Content starts
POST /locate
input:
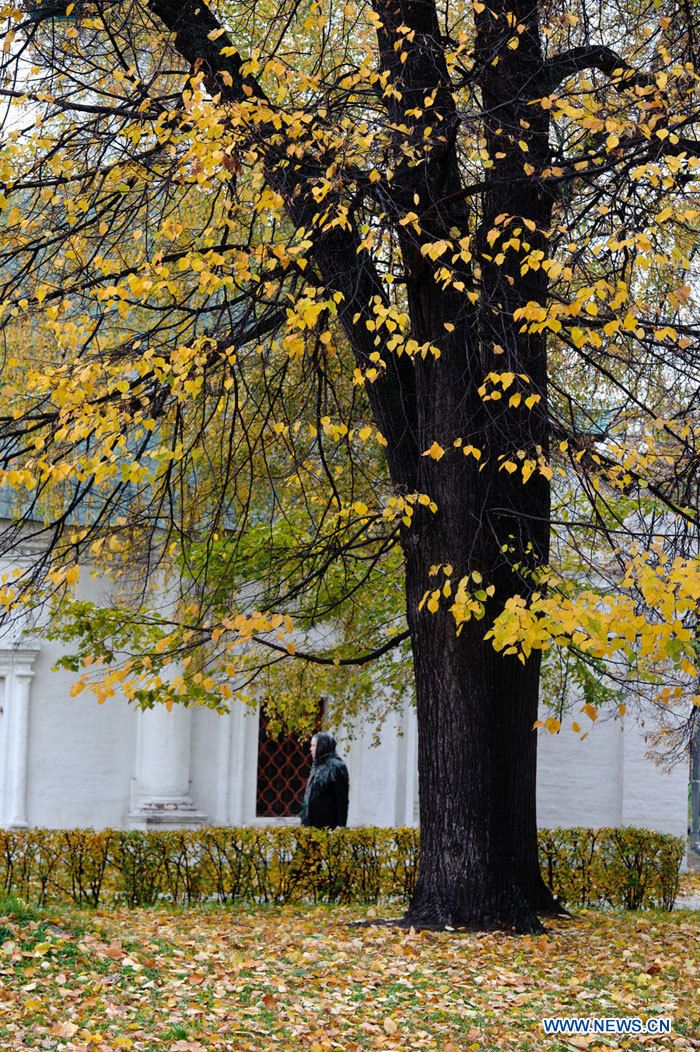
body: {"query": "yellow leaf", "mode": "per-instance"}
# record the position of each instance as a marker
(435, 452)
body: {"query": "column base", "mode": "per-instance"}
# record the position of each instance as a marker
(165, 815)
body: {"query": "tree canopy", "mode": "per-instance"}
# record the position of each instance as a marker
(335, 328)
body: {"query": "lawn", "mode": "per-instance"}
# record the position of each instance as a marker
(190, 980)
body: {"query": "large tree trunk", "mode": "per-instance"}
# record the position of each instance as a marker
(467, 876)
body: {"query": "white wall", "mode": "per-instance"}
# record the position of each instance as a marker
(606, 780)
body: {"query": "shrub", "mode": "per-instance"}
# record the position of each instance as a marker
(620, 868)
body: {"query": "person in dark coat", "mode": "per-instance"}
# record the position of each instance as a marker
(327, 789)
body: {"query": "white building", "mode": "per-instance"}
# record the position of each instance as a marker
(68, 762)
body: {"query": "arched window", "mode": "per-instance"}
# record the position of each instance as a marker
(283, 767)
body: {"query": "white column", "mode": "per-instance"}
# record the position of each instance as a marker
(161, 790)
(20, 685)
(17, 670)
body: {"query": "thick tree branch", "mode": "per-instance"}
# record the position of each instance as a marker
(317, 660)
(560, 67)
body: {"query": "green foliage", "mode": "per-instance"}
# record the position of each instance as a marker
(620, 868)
Content ends
Content starts
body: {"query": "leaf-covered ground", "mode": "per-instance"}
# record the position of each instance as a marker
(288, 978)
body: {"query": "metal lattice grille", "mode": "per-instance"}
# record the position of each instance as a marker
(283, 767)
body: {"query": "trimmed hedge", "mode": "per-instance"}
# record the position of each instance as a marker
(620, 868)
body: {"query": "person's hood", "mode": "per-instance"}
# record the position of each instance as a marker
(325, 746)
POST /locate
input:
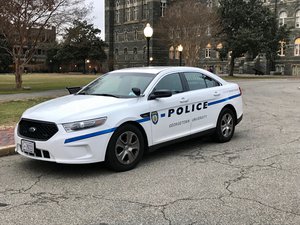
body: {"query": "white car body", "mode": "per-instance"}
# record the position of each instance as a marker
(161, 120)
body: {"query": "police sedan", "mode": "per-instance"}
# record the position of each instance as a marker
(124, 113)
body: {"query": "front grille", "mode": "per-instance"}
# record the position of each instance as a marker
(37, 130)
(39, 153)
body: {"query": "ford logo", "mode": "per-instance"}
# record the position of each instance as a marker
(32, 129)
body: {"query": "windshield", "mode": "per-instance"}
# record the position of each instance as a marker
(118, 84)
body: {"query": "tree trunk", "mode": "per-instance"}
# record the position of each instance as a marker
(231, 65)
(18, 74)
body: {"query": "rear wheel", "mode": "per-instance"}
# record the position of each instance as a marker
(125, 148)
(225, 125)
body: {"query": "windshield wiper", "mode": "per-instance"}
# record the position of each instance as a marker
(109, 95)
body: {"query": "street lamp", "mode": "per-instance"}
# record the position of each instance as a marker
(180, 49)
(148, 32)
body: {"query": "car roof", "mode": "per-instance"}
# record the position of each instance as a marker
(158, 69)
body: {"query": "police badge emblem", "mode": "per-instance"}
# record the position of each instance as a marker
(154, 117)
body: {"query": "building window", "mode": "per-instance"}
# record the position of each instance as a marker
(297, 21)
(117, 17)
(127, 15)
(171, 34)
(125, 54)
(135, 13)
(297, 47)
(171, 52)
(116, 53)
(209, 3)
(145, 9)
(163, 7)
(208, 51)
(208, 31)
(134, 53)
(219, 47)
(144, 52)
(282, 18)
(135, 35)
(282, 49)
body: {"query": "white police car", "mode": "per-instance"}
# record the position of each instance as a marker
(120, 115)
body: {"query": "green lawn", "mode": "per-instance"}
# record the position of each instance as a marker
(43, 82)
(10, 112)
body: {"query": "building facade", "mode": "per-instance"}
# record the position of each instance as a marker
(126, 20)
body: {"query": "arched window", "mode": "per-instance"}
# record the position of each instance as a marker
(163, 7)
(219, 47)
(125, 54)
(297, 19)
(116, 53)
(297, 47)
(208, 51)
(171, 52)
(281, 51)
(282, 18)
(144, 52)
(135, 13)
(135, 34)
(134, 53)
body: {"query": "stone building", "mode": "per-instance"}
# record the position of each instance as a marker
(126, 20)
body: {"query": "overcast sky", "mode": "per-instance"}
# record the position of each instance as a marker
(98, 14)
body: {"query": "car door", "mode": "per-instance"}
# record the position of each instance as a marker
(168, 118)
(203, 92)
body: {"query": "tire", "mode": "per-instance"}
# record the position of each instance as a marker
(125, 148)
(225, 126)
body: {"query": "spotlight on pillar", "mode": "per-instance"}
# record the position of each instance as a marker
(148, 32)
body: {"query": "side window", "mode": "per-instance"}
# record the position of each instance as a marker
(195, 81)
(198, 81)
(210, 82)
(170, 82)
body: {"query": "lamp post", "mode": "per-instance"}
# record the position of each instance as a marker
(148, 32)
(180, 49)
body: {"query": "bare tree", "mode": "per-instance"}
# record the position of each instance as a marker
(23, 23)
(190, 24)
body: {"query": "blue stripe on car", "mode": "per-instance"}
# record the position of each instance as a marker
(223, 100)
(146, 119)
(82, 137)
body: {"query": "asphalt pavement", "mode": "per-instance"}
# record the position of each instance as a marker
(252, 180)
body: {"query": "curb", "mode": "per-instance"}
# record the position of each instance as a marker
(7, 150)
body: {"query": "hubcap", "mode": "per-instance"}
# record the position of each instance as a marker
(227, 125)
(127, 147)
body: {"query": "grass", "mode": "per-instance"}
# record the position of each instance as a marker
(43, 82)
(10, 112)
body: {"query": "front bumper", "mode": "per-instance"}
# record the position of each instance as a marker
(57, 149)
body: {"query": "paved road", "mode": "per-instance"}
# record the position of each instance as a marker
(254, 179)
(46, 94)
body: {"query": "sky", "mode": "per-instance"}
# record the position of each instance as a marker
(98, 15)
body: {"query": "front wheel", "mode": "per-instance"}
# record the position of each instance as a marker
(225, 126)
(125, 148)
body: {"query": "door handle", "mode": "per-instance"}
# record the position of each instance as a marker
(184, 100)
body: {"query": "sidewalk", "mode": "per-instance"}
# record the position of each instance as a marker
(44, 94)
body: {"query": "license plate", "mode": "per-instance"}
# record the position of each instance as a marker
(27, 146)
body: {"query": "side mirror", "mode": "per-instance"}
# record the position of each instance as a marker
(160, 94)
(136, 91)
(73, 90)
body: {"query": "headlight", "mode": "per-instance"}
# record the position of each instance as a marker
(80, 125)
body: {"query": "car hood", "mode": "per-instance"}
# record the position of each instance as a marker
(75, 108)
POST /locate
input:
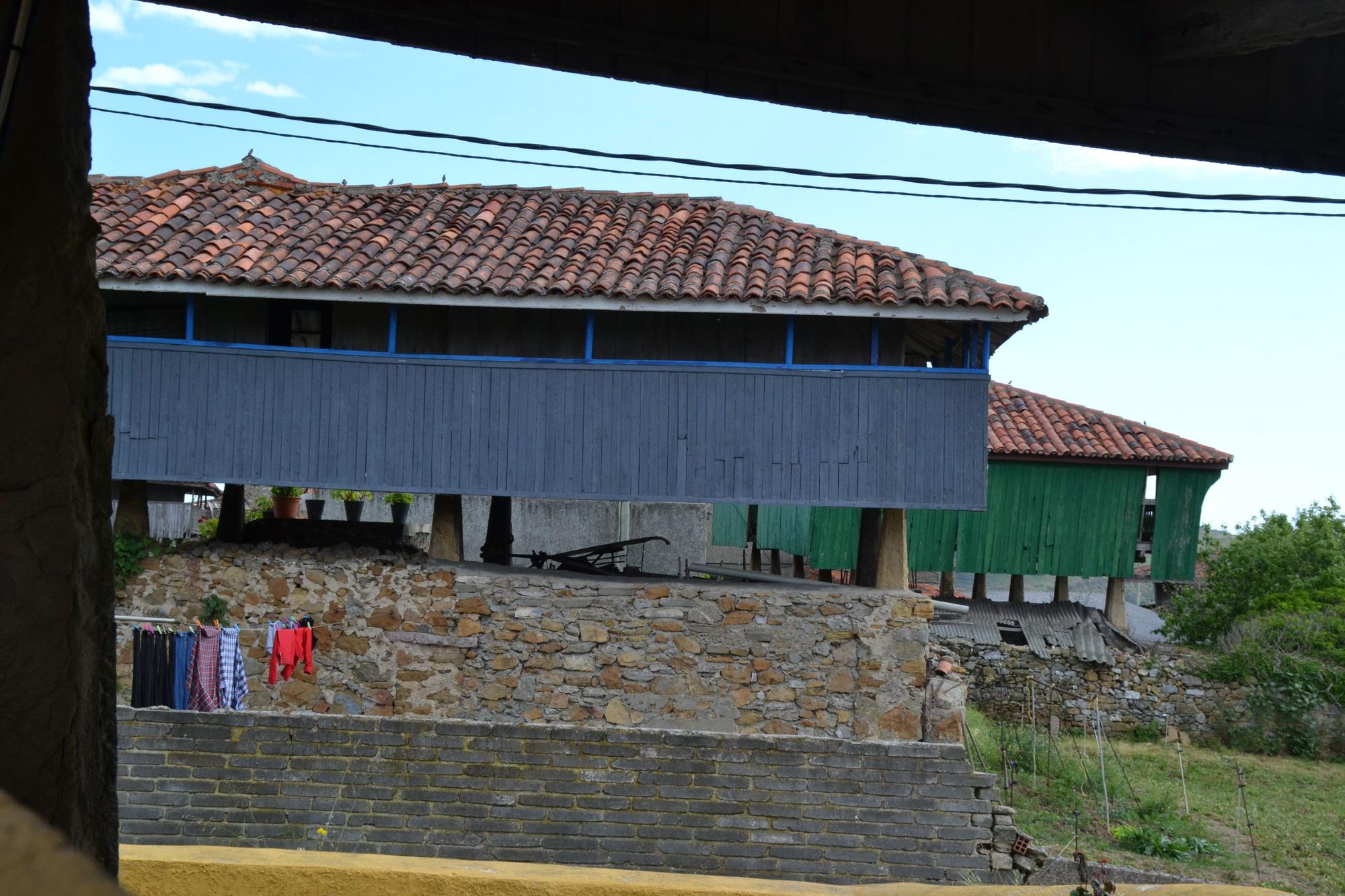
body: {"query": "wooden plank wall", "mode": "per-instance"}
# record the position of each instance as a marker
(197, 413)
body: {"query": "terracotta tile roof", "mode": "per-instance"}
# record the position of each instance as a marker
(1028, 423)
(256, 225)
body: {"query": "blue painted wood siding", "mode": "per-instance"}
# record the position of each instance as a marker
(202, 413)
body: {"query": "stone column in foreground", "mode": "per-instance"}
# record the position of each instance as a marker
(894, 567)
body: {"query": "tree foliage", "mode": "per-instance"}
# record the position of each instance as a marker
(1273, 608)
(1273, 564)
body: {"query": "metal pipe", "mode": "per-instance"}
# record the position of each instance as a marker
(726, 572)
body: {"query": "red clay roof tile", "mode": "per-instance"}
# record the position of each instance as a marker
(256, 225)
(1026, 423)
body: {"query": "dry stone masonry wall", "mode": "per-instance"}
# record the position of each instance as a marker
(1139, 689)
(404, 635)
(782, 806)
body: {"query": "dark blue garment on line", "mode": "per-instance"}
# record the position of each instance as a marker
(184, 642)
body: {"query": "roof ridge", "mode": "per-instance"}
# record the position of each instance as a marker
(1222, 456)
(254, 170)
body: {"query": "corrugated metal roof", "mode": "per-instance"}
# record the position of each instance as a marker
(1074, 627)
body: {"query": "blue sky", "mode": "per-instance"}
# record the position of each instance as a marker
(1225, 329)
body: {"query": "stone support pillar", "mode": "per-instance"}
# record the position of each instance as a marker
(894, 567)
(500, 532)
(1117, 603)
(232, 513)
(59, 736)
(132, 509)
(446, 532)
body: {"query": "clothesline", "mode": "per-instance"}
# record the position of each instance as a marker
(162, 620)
Content ends
> Exercise
State how many lines in the listing contain the word "hood", and write nothing besides that number.

> Solution to this task
2